● **WHAT THE TASK ASKS**: Copy the rows below, changing every "Identify" to "Find" and leaving the rest as it is.

● **DATA PROVIDED**:
---
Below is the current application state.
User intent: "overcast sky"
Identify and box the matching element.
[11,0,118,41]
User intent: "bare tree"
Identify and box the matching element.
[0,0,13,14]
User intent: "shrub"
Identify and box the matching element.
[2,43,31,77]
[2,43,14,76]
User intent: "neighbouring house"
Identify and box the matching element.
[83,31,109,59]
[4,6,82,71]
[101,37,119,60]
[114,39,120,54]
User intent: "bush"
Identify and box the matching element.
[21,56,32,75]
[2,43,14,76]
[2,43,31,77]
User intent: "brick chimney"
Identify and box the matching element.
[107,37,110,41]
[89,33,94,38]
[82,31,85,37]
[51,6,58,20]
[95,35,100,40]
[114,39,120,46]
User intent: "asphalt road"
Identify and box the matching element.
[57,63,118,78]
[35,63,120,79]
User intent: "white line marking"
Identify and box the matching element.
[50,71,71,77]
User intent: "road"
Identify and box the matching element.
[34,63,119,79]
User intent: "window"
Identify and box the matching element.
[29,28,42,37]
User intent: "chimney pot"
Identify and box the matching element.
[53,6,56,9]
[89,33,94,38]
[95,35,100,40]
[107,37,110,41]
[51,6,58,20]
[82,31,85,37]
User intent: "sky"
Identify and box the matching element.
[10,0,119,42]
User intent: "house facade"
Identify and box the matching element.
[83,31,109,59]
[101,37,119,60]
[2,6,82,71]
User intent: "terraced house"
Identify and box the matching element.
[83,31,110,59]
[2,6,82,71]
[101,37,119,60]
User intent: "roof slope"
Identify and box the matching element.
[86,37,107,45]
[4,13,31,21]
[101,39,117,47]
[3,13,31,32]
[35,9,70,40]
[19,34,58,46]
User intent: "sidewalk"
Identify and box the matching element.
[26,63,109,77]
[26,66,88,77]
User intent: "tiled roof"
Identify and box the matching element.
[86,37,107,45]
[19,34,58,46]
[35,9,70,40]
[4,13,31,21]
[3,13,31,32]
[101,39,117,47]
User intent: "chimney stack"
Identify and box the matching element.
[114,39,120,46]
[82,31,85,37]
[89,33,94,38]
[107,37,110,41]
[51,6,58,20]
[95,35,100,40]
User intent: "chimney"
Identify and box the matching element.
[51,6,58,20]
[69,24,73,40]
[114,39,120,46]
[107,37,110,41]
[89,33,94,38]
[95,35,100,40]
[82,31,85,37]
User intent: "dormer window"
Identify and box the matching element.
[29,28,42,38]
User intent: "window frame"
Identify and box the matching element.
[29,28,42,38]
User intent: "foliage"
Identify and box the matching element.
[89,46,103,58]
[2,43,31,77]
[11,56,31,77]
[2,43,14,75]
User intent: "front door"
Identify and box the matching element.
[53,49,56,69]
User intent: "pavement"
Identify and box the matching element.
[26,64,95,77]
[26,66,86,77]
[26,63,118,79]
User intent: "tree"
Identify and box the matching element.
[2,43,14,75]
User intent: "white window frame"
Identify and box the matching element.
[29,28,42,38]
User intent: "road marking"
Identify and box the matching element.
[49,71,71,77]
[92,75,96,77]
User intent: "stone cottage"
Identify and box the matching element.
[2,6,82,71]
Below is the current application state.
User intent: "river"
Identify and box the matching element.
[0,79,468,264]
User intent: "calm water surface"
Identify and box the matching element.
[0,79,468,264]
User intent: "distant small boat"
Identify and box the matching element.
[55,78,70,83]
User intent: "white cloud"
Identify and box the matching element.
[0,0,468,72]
---
● **ANSWER TO THE TASK**:
Below is the current application state.
User intent: "overcast sky"
Find and box the matching element.
[11,0,118,41]
User intent: "bare tree"
Find and box the matching element.
[0,0,13,14]
User intent: "shrub"
Find and box the matching element.
[2,43,31,77]
[2,43,14,76]
User intent: "neighbouring house"
Find and box the matching element.
[83,31,109,59]
[4,6,82,71]
[101,37,119,60]
[114,39,120,54]
User intent: "bush"
Find and box the matching element.
[21,56,32,75]
[2,43,14,76]
[2,43,31,77]
User intent: "brick chimney"
Find and box the matching element.
[107,37,110,41]
[89,33,94,38]
[82,31,85,37]
[51,6,58,20]
[95,35,100,40]
[114,39,120,46]
User intent: "asphalt road"
Find and box the matching element.
[57,63,118,78]
[35,63,120,79]
User intent: "white line marking"
Find and box the matching element.
[50,71,71,77]
User intent: "road"
Find and box the matching element.
[34,63,119,79]
User intent: "window"
Find and box the matching element.
[29,28,42,37]
User intent: "chimney pot"
Find and box the matching element.
[53,6,56,9]
[89,33,94,38]
[95,35,100,40]
[107,37,110,41]
[51,6,58,20]
[82,31,85,37]
User intent: "sky"
Find and box the matching element.
[10,0,119,42]
User intent: "house facade"
Find and box the matching element.
[83,31,109,59]
[101,37,119,60]
[2,6,82,71]
User intent: "terraced house"
Find and box the matching element.
[83,31,110,59]
[2,6,82,71]
[101,37,119,60]
User intent: "roof slope"
Find and box the matching element.
[86,37,107,45]
[4,13,31,21]
[101,39,117,47]
[3,13,31,32]
[35,9,70,40]
[19,34,58,46]
User intent: "sidewalk"
Find and box the matching element.
[26,63,109,77]
[26,66,88,77]
User intent: "tiled roof"
Find and box the matching element.
[86,37,107,45]
[19,34,58,46]
[35,9,70,40]
[4,13,31,21]
[3,13,31,32]
[101,39,117,47]
User intent: "chimney stack"
Find and box the matching element.
[114,39,120,46]
[82,31,85,37]
[89,33,94,38]
[107,37,110,41]
[51,6,58,20]
[95,35,100,40]
User intent: "chimney"
Find and box the matching element.
[51,6,58,20]
[69,24,73,40]
[114,39,120,46]
[107,37,110,41]
[89,33,94,38]
[95,35,100,40]
[82,31,85,37]
User intent: "dormer window"
Find and box the matching element.
[29,28,42,38]
User intent: "window frame"
Find and box the matching element.
[29,28,42,38]
User intent: "foliage"
Find and box the matching element.
[89,46,103,58]
[2,43,31,77]
[11,56,31,77]
[2,43,14,75]
User intent: "front door"
Find and box the matching element.
[53,49,56,69]
User intent: "pavement"
Find and box the matching element.
[26,64,95,77]
[26,66,86,77]
[26,63,118,79]
User intent: "tree"
Find and box the matching element.
[2,43,14,75]
User intent: "white window frame"
Find and box the matching element.
[29,28,42,38]
User intent: "road marking"
Find and box the matching element.
[49,71,71,77]
[92,75,96,77]
User intent: "stone cottage"
Find and box the matching element.
[2,6,82,71]
Below is the current application state.
User intent: "river"
Find and box the matching element.
[0,79,468,264]
User intent: "calm water surface"
Find and box the matching element.
[0,79,468,264]
User intent: "distant small boat"
Find and box the matching element.
[55,78,70,83]
User intent: "white cloud"
Find and box the matching element.
[0,0,468,72]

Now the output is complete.